▸ **Exercise instructions**
Keyword search on "black": report each line of the records that contains it.
[[ Task inputs open ]]
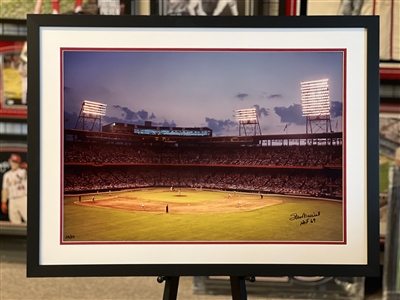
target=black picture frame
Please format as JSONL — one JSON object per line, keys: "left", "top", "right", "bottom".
{"left": 27, "top": 15, "right": 380, "bottom": 278}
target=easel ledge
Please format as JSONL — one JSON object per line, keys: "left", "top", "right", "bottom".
{"left": 158, "top": 276, "right": 255, "bottom": 300}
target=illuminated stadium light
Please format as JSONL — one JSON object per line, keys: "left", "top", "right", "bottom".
{"left": 301, "top": 79, "right": 330, "bottom": 116}
{"left": 235, "top": 108, "right": 261, "bottom": 136}
{"left": 82, "top": 100, "right": 107, "bottom": 116}
{"left": 75, "top": 100, "right": 107, "bottom": 131}
{"left": 235, "top": 108, "right": 258, "bottom": 123}
{"left": 301, "top": 79, "right": 334, "bottom": 135}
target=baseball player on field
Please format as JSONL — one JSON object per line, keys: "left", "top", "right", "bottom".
{"left": 1, "top": 154, "right": 28, "bottom": 223}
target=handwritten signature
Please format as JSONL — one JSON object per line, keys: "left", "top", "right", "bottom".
{"left": 289, "top": 211, "right": 321, "bottom": 226}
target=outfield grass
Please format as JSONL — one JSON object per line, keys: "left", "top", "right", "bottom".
{"left": 63, "top": 189, "right": 343, "bottom": 243}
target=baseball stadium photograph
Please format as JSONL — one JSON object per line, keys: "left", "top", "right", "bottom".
{"left": 62, "top": 49, "right": 344, "bottom": 244}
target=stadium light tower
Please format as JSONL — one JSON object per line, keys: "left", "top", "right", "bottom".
{"left": 301, "top": 79, "right": 332, "bottom": 134}
{"left": 235, "top": 108, "right": 262, "bottom": 136}
{"left": 75, "top": 100, "right": 107, "bottom": 131}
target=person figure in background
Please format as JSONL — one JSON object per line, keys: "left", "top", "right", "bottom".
{"left": 51, "top": 0, "right": 83, "bottom": 14}
{"left": 167, "top": 0, "right": 188, "bottom": 15}
{"left": 337, "top": 0, "right": 364, "bottom": 15}
{"left": 187, "top": 0, "right": 207, "bottom": 16}
{"left": 1, "top": 154, "right": 28, "bottom": 224}
{"left": 212, "top": 0, "right": 238, "bottom": 16}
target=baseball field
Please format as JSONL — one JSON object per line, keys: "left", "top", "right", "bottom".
{"left": 63, "top": 188, "right": 343, "bottom": 243}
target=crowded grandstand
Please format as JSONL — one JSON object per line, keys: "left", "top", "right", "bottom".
{"left": 64, "top": 123, "right": 343, "bottom": 200}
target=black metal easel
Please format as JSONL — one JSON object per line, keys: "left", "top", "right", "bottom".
{"left": 158, "top": 276, "right": 255, "bottom": 300}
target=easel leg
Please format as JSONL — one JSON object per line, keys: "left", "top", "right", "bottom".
{"left": 158, "top": 276, "right": 180, "bottom": 300}
{"left": 230, "top": 276, "right": 247, "bottom": 300}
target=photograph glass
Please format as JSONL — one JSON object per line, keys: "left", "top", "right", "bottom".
{"left": 0, "top": 40, "right": 27, "bottom": 108}
{"left": 27, "top": 16, "right": 380, "bottom": 277}
{"left": 62, "top": 49, "right": 345, "bottom": 244}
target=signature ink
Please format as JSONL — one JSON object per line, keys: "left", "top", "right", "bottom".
{"left": 289, "top": 212, "right": 321, "bottom": 225}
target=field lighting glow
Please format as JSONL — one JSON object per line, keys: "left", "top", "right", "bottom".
{"left": 235, "top": 108, "right": 258, "bottom": 122}
{"left": 301, "top": 79, "right": 330, "bottom": 116}
{"left": 82, "top": 100, "right": 107, "bottom": 116}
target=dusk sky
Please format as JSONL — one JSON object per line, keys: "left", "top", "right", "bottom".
{"left": 63, "top": 50, "right": 343, "bottom": 136}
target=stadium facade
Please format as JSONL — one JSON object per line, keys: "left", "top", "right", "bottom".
{"left": 102, "top": 121, "right": 212, "bottom": 137}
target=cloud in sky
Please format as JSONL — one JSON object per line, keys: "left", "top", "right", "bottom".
{"left": 235, "top": 93, "right": 249, "bottom": 101}
{"left": 274, "top": 104, "right": 306, "bottom": 126}
{"left": 152, "top": 120, "right": 177, "bottom": 127}
{"left": 102, "top": 115, "right": 130, "bottom": 125}
{"left": 258, "top": 92, "right": 283, "bottom": 99}
{"left": 268, "top": 94, "right": 282, "bottom": 99}
{"left": 205, "top": 117, "right": 236, "bottom": 135}
{"left": 330, "top": 101, "right": 342, "bottom": 118}
{"left": 113, "top": 105, "right": 156, "bottom": 122}
{"left": 253, "top": 104, "right": 269, "bottom": 117}
{"left": 138, "top": 109, "right": 156, "bottom": 120}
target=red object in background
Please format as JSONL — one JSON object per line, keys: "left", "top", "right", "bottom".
{"left": 380, "top": 103, "right": 400, "bottom": 114}
{"left": 10, "top": 153, "right": 22, "bottom": 164}
{"left": 285, "top": 0, "right": 298, "bottom": 16}
{"left": 380, "top": 66, "right": 400, "bottom": 80}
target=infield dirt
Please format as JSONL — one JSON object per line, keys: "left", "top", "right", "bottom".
{"left": 76, "top": 196, "right": 283, "bottom": 214}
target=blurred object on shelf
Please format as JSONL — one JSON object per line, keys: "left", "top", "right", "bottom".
{"left": 379, "top": 112, "right": 400, "bottom": 244}
{"left": 194, "top": 276, "right": 365, "bottom": 299}
{"left": 383, "top": 160, "right": 400, "bottom": 300}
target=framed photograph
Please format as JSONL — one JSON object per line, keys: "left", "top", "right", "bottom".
{"left": 0, "top": 34, "right": 27, "bottom": 119}
{"left": 0, "top": 143, "right": 28, "bottom": 224}
{"left": 150, "top": 0, "right": 291, "bottom": 16}
{"left": 27, "top": 15, "right": 380, "bottom": 277}
{"left": 0, "top": 0, "right": 131, "bottom": 19}
{"left": 304, "top": 0, "right": 400, "bottom": 80}
{"left": 151, "top": 0, "right": 253, "bottom": 16}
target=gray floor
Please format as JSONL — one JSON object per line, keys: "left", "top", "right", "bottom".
{"left": 0, "top": 234, "right": 383, "bottom": 300}
{"left": 0, "top": 262, "right": 233, "bottom": 300}
{"left": 0, "top": 235, "right": 261, "bottom": 300}
{"left": 2, "top": 260, "right": 383, "bottom": 300}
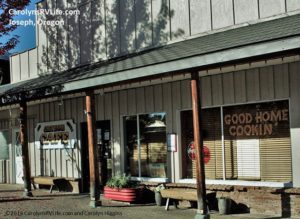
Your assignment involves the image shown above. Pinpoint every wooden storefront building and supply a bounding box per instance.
[1,0,300,216]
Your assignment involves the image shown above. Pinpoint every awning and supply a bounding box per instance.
[1,14,300,105]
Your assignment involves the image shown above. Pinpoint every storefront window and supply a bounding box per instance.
[0,130,9,160]
[181,100,292,182]
[124,113,167,178]
[181,108,221,179]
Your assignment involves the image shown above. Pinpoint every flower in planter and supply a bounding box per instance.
[106,174,138,189]
[104,174,140,202]
[155,184,165,193]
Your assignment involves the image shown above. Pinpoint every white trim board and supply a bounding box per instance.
[178,179,292,188]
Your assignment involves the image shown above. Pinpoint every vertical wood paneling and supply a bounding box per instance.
[47,24,57,74]
[180,80,191,109]
[274,64,289,99]
[68,9,80,68]
[120,0,136,54]
[260,66,275,100]
[211,75,223,106]
[211,0,234,29]
[20,52,29,80]
[136,87,146,113]
[112,92,121,174]
[79,2,92,64]
[11,55,20,83]
[223,73,235,104]
[246,68,260,101]
[28,49,38,78]
[118,90,127,173]
[127,89,137,115]
[201,76,213,107]
[29,119,36,177]
[259,0,286,18]
[154,84,163,112]
[39,104,45,176]
[289,62,300,128]
[49,102,56,177]
[145,86,155,113]
[64,99,72,177]
[106,0,121,58]
[234,71,247,103]
[190,0,211,35]
[91,0,106,62]
[104,93,112,119]
[119,90,128,116]
[54,101,62,177]
[170,0,190,39]
[33,105,41,177]
[96,94,105,120]
[135,0,152,49]
[286,0,300,11]
[234,0,259,24]
[37,2,48,75]
[162,82,173,180]
[71,98,79,178]
[172,81,181,131]
[44,103,50,176]
[152,0,170,46]
[162,83,173,133]
[57,15,69,72]
[56,0,67,9]
[76,97,84,178]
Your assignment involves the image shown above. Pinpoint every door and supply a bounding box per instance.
[95,120,112,187]
[13,129,23,184]
[81,120,112,192]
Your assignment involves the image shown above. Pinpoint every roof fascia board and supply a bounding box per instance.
[50,36,300,92]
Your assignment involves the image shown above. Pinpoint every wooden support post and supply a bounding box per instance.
[85,90,100,208]
[19,101,33,197]
[191,72,208,218]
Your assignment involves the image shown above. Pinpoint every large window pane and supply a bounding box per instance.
[139,113,167,178]
[124,116,138,176]
[124,113,167,178]
[181,109,221,179]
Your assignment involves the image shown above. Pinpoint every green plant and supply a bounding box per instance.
[106,174,138,189]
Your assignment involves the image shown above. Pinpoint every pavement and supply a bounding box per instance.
[0,184,283,219]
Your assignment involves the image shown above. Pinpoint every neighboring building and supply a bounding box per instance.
[0,58,10,85]
[1,0,300,216]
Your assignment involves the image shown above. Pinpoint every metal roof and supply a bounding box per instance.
[1,14,300,104]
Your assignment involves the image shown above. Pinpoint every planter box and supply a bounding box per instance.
[104,187,138,202]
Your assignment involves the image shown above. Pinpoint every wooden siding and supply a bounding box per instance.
[201,64,292,107]
[1,61,299,182]
[10,0,300,83]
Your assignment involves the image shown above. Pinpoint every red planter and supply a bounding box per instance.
[104,187,138,202]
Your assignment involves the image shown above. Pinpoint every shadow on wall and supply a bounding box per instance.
[38,0,185,75]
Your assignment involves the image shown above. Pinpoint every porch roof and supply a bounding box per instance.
[1,13,300,104]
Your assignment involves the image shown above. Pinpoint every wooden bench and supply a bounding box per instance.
[161,188,213,211]
[32,177,64,193]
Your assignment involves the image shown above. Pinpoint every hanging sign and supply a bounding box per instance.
[35,120,77,149]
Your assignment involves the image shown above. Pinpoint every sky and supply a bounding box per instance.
[1,0,40,55]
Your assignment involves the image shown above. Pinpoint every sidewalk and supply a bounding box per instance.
[0,184,280,219]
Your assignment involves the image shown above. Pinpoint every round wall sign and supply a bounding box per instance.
[187,141,211,164]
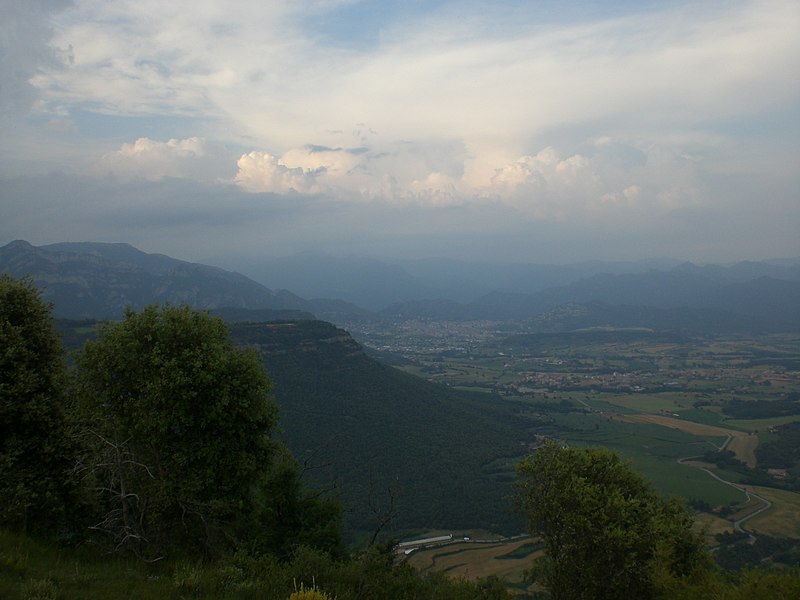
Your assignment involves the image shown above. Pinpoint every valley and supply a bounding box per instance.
[342,319,800,578]
[7,240,800,590]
[[ Task inputs closed ]]
▸ **Response to the task**
target=black picture frame
target=black metal easel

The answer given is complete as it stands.